'''
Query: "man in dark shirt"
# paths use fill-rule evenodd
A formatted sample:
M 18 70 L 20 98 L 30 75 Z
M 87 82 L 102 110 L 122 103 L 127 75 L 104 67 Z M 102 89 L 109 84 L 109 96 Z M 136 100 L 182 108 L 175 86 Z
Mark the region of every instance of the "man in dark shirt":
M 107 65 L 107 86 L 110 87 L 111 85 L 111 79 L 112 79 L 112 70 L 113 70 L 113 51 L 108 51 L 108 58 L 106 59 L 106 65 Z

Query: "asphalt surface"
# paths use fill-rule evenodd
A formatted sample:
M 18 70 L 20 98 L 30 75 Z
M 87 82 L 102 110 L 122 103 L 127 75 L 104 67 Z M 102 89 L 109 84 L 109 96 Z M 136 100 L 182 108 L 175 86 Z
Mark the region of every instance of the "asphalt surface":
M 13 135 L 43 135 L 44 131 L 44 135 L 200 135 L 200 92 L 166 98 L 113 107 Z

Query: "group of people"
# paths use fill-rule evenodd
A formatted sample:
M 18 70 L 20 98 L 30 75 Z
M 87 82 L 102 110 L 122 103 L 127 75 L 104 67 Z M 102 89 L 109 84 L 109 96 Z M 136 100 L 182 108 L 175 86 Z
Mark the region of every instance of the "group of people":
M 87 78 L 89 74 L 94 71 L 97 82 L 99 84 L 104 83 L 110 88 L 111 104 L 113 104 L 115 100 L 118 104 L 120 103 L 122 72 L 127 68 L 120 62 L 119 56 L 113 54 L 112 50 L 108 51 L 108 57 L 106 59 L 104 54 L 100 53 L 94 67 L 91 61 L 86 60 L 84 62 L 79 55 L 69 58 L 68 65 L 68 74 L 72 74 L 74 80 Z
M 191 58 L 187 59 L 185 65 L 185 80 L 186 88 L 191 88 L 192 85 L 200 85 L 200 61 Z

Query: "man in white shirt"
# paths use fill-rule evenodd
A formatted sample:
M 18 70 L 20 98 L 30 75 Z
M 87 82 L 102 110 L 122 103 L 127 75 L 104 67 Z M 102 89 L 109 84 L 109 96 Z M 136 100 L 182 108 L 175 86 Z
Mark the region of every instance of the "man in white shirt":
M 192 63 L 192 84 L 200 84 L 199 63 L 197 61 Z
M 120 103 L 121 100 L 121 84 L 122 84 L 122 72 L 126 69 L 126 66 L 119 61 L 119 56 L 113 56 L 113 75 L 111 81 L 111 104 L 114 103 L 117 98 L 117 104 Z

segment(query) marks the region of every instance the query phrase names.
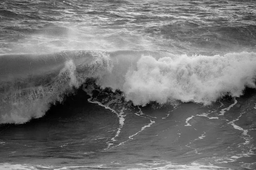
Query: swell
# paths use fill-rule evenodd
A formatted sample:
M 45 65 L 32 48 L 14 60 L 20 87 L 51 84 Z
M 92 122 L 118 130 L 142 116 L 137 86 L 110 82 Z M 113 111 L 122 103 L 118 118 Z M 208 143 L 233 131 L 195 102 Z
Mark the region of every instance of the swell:
M 256 54 L 175 55 L 149 51 L 64 51 L 0 57 L 0 123 L 42 116 L 88 79 L 145 106 L 179 100 L 210 104 L 255 88 Z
'''
What the task requires
Rewrite the material above, replacing every "formatted sample" with "worked sample" and keeping everything else unchanged. Leave the pictures out.

Right answer
Query: "man in dark shirt"
# paths use fill-rule evenodd
A worked sample:
M 18 70 L 20 98 L 30 75 Z
M 87 82 L 102 110 L 122 103 L 127 75 L 104 67 Z M 102 89 L 109 84 L 109 96 Z M 136 100 L 182 108 L 175 86 Z
Mark the region of every instance of the "man in dark shirt":
M 107 65 L 107 86 L 110 87 L 111 85 L 111 79 L 112 79 L 112 70 L 113 70 L 113 51 L 108 51 L 108 58 L 106 59 L 106 65 Z

Query: "asphalt surface"
# paths use fill-rule evenodd
A worked sample:
M 18 70 L 20 98 L 30 75 Z
M 87 82 L 102 110 L 122 103 L 127 75 L 104 67 Z M 102 89 L 109 84 L 109 96 Z M 136 100 L 182 108 L 175 86 Z
Mark the region of every instance of the "asphalt surface":
M 13 135 L 43 135 L 44 131 L 44 135 L 200 135 L 200 92 L 166 98 L 113 107 Z

Query: "group of people"
# paths use fill-rule evenodd
A worked sample:
M 18 70 L 20 98 L 30 75 Z
M 87 82 L 102 110 L 122 103 L 127 75 L 104 67 Z M 102 89 L 109 84 L 109 96 Z M 136 100 L 182 108 L 175 86 Z
Mark the region of every instance of the "group of people":
M 87 78 L 89 74 L 94 71 L 97 82 L 99 84 L 104 83 L 110 88 L 111 104 L 113 104 L 115 100 L 118 104 L 120 103 L 122 72 L 127 68 L 120 62 L 119 56 L 113 54 L 112 50 L 108 51 L 108 57 L 106 59 L 104 54 L 100 53 L 94 67 L 91 61 L 86 60 L 84 62 L 79 55 L 69 58 L 68 65 L 68 74 L 72 74 L 74 80 Z
M 191 58 L 187 59 L 185 65 L 185 80 L 186 88 L 191 88 L 192 85 L 200 85 L 200 61 Z

Query: "man in white shirt"
# paths use fill-rule evenodd
A worked sample:
M 18 70 L 20 98 L 30 75 Z
M 87 82 L 102 110 L 122 103 L 127 75 L 104 67 Z M 102 89 L 109 84 L 109 96 Z M 136 100 L 182 108 L 175 86 Z
Mark the region of every instance of the "man in white shirt":
M 192 63 L 192 84 L 200 84 L 199 63 L 197 61 Z
M 120 103 L 121 100 L 121 84 L 122 84 L 122 72 L 126 69 L 126 66 L 119 61 L 119 56 L 113 56 L 113 75 L 111 81 L 111 104 L 114 103 L 117 98 L 117 104 Z

segment(query) marks the region of every instance the query phrase names.
Query: swell
# paths use fill-rule evenodd
A worked sample:
M 45 65 L 32 48 L 14 60 L 20 87 L 51 84 Z
M 92 122 L 118 130 L 142 116 L 137 86 L 110 82 Z M 113 111 L 122 103 L 118 118 Z M 208 143 L 233 131 L 195 102 Z
Mark the region of every instance of the swell:
M 256 54 L 175 55 L 149 51 L 64 51 L 0 57 L 0 123 L 42 116 L 88 79 L 145 106 L 179 100 L 210 104 L 255 88 Z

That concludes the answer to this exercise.